[Region pointing data]
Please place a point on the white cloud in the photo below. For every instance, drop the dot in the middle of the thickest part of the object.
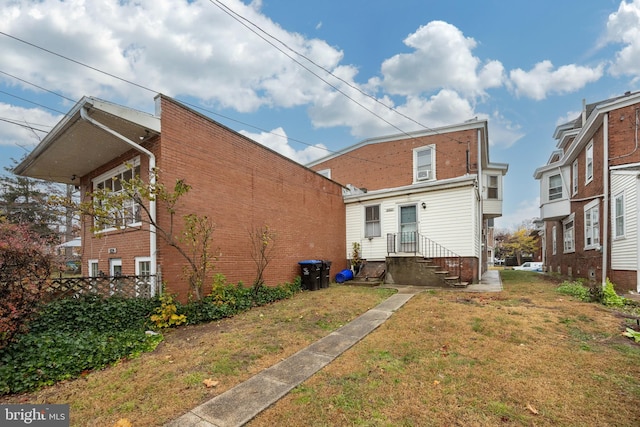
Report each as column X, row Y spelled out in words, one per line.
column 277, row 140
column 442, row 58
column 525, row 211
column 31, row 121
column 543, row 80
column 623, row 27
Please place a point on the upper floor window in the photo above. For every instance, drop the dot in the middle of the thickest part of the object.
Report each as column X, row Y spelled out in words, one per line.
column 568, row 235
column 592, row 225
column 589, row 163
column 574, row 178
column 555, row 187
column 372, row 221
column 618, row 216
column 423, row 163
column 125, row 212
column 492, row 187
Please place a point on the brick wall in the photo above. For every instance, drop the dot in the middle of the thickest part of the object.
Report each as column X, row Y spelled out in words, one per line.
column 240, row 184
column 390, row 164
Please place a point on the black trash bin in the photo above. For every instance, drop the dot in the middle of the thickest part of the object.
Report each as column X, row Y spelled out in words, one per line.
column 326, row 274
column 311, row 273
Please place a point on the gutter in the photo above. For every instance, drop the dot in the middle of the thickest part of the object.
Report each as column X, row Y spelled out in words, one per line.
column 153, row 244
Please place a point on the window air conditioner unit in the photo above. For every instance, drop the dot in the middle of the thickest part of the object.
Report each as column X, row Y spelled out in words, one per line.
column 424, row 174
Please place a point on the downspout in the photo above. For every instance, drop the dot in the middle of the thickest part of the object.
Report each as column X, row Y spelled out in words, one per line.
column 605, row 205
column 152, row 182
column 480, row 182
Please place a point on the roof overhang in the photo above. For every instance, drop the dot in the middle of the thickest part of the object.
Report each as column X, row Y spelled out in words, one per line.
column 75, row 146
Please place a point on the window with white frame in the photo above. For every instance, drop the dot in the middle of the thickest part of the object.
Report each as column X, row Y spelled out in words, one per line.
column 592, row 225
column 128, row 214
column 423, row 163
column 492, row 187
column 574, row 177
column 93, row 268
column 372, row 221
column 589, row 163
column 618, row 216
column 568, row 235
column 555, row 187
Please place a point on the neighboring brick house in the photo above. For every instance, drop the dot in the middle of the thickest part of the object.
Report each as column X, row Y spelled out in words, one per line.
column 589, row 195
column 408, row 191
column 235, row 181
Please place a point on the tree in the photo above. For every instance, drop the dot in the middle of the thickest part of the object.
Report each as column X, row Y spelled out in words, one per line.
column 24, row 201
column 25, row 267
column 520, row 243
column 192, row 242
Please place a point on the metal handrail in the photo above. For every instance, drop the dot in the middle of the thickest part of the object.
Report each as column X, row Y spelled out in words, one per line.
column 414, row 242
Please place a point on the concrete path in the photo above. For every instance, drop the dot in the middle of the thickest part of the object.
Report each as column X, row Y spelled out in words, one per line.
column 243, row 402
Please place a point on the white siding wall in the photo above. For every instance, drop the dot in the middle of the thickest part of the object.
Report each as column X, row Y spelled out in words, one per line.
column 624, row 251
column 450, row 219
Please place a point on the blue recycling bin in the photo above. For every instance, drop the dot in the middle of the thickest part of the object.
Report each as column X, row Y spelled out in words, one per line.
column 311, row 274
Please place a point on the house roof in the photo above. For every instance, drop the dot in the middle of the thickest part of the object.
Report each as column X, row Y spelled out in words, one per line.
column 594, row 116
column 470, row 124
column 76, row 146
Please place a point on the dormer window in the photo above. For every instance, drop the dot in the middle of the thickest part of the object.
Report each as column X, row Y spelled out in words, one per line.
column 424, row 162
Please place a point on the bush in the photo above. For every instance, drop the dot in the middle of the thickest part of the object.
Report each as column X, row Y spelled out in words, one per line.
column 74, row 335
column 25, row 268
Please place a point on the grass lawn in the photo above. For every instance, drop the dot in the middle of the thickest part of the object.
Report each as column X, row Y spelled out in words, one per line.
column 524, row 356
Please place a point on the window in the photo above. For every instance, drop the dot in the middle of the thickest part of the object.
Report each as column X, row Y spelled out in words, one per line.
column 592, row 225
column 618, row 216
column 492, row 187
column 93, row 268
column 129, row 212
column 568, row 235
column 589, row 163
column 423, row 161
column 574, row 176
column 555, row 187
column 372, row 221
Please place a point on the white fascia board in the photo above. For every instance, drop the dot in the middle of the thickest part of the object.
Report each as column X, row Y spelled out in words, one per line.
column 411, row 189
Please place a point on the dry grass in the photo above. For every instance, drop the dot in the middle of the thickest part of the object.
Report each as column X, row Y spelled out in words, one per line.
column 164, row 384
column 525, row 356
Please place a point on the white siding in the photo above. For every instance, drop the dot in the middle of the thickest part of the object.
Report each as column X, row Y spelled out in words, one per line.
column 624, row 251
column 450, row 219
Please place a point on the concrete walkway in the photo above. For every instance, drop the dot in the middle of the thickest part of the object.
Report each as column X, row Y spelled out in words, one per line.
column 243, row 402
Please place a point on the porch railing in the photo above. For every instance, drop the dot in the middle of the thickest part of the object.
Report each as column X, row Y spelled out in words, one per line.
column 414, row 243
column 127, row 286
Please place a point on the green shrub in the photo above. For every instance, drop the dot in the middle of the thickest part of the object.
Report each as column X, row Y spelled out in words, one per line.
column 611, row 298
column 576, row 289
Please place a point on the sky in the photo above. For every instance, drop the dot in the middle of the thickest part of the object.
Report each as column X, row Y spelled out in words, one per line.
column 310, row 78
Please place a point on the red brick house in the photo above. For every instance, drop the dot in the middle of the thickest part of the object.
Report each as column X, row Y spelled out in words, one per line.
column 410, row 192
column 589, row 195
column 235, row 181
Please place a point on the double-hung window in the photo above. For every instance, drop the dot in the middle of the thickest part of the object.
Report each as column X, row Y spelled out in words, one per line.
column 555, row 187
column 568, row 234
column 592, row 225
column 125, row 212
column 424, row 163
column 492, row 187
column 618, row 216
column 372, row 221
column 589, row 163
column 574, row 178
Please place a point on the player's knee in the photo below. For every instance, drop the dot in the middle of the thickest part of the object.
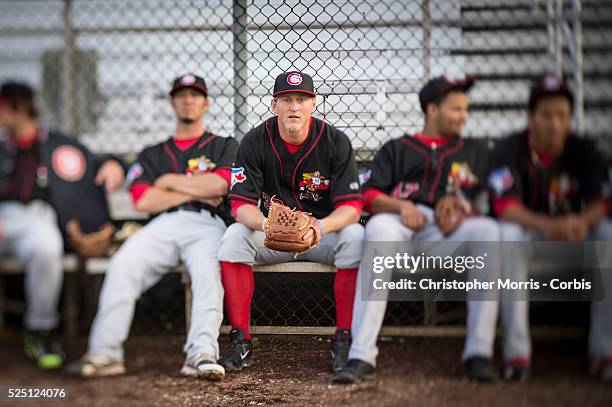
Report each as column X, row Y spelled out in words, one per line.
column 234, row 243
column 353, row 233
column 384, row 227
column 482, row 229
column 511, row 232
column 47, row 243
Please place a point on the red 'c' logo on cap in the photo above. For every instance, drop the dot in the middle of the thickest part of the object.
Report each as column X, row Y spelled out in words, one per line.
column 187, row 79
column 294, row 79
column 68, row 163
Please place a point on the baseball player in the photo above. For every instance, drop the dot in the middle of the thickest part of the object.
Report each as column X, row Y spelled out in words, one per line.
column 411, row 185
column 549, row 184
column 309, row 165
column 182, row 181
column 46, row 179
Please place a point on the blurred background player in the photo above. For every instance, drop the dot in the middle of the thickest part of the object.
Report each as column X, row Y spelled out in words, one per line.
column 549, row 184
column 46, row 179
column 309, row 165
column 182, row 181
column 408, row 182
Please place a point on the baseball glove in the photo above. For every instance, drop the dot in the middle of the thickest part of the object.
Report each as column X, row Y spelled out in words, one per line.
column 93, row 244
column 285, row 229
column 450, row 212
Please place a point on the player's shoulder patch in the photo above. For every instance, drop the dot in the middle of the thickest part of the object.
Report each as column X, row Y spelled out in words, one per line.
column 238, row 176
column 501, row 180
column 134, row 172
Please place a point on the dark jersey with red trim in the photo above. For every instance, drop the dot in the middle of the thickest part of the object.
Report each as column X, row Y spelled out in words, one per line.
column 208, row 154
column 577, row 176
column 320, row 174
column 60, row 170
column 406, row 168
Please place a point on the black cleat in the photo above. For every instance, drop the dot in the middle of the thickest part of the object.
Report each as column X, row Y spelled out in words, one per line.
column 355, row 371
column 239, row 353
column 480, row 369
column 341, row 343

Task description :: Write down how many lines of the data above contain the string "siding", and include nothing besides that number.

Response :: 2